> _Natural-language object grounding data_:
BEGIN

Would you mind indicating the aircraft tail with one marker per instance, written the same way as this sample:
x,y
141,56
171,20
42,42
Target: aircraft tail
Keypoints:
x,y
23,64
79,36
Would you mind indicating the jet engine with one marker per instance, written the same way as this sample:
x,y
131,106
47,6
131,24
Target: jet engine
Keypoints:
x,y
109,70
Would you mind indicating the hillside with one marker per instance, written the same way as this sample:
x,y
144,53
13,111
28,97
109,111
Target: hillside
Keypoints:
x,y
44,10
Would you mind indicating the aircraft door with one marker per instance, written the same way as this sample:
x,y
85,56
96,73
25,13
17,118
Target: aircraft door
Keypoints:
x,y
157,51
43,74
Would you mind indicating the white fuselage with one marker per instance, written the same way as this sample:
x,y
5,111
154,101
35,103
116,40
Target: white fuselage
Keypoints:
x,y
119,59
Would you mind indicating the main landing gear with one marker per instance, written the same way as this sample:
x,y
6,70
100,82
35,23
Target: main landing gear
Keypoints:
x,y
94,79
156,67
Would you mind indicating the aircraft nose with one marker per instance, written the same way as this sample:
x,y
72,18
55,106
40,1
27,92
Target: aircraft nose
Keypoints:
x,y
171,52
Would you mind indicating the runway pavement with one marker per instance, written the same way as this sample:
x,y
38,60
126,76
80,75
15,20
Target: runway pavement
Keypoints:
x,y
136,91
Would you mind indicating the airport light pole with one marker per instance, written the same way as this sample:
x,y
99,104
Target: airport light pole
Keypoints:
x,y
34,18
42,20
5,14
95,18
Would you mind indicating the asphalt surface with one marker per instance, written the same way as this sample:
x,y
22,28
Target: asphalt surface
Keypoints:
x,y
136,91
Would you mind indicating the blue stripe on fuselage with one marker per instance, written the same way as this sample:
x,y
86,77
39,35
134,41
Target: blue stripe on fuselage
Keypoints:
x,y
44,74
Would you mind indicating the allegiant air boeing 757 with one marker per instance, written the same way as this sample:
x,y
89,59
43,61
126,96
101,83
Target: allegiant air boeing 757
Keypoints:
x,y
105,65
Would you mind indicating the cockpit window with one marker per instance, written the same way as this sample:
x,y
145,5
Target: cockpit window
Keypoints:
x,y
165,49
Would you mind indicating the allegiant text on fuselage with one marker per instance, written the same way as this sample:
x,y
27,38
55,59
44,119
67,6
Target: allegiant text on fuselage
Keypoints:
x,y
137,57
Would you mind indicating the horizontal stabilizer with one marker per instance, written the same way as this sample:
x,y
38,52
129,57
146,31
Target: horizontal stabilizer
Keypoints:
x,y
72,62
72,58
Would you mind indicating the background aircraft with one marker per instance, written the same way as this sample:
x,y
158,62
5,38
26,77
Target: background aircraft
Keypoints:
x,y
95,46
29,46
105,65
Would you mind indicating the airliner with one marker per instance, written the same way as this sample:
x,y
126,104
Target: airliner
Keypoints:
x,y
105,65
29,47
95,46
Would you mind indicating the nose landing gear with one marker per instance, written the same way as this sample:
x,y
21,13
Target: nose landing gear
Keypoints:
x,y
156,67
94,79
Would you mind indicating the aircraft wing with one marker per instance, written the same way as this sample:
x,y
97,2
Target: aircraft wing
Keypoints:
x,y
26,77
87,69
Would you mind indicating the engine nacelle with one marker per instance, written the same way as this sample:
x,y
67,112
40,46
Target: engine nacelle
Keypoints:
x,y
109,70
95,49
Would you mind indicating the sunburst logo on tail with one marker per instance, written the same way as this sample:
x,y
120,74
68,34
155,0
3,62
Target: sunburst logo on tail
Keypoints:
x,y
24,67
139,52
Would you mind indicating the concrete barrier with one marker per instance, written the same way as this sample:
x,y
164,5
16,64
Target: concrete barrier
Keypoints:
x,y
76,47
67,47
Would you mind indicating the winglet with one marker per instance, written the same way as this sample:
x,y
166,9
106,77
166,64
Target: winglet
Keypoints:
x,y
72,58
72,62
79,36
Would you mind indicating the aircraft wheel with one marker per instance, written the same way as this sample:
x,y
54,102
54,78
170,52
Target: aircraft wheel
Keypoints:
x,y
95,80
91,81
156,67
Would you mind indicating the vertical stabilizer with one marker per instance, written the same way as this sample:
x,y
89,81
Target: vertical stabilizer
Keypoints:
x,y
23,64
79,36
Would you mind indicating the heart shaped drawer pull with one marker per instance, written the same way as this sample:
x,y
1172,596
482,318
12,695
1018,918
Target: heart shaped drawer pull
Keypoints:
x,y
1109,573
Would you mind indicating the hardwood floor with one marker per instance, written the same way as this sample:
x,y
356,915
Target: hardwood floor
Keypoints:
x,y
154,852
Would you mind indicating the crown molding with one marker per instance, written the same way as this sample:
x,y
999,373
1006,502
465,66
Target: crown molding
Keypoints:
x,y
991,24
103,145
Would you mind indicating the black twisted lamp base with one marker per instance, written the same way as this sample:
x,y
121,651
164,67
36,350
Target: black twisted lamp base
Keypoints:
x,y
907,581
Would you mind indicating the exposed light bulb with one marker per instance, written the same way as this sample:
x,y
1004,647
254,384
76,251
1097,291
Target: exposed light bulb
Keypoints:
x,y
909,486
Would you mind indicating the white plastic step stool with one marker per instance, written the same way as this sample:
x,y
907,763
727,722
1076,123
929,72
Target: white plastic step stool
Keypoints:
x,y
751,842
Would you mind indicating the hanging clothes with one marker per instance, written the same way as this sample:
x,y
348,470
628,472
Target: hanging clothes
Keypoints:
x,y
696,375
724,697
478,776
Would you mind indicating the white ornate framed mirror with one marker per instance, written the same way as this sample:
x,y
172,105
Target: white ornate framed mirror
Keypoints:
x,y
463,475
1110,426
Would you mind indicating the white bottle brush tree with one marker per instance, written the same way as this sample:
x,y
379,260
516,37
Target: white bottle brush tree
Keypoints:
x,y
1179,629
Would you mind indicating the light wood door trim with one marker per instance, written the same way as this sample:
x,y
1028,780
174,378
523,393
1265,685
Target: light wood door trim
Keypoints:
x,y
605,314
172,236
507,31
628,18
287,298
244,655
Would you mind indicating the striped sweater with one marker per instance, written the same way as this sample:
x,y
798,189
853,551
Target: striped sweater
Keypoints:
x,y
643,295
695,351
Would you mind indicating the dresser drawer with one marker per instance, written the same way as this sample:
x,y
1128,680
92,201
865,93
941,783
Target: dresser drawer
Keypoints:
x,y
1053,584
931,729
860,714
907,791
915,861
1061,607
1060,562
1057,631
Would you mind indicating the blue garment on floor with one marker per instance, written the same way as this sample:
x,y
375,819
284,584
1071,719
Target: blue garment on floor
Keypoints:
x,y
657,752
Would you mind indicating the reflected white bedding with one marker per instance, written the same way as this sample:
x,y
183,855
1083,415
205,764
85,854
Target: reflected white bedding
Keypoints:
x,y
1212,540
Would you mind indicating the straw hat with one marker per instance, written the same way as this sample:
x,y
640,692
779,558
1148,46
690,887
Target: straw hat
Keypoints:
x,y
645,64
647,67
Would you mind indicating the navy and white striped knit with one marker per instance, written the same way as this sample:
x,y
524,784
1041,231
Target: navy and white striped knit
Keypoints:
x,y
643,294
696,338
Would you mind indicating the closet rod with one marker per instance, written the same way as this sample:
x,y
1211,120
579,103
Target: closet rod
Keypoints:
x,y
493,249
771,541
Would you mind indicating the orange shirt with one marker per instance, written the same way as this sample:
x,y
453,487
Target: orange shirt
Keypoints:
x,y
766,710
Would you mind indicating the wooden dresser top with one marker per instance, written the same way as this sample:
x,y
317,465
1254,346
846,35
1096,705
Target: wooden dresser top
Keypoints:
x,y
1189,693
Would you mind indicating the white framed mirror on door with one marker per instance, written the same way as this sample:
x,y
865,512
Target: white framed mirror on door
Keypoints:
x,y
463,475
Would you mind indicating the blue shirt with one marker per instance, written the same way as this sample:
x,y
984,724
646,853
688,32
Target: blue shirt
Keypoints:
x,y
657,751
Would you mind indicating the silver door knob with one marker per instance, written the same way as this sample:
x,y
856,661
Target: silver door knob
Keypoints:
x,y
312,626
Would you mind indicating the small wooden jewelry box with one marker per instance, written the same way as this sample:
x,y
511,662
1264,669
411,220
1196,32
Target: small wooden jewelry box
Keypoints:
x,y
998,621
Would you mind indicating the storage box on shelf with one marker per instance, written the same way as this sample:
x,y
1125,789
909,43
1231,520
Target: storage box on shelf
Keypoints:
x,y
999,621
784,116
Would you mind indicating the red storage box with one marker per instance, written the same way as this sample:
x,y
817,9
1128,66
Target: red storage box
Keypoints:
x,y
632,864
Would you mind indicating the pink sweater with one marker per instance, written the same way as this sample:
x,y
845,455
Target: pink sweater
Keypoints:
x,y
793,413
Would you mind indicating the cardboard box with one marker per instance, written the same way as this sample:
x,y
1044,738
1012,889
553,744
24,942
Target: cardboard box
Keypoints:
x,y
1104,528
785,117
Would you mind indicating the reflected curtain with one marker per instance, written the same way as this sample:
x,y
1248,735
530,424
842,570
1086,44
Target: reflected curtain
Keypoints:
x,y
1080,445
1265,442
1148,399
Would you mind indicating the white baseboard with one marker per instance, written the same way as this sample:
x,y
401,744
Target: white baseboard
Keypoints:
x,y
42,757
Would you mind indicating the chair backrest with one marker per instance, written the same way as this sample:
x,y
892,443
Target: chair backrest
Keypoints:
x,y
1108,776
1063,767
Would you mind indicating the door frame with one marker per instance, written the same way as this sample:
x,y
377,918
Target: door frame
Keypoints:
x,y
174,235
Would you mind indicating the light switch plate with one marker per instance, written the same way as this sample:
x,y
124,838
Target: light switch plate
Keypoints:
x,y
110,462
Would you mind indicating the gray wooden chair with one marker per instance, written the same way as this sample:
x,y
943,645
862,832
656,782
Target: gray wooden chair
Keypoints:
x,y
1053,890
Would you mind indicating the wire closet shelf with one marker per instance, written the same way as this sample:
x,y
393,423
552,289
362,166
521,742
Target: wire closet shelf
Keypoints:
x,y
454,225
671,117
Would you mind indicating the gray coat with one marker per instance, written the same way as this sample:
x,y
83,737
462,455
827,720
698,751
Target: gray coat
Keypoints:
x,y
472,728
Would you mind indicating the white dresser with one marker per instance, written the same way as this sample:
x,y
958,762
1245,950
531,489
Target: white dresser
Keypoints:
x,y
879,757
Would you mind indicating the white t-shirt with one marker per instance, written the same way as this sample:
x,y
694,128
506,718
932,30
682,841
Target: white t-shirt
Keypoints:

END

> _Goal of the exercise_: When a line in the data above contains the string "storage", copy that line.

> _Completed exercise_:
Would you mind indicating the storage box on shelf with one marker per instance, written the same way as this sample:
Target: storage box on shelf
Would you mind indicating the red storage box with one marker per instance, written the same way as this sample:
Target: red storage box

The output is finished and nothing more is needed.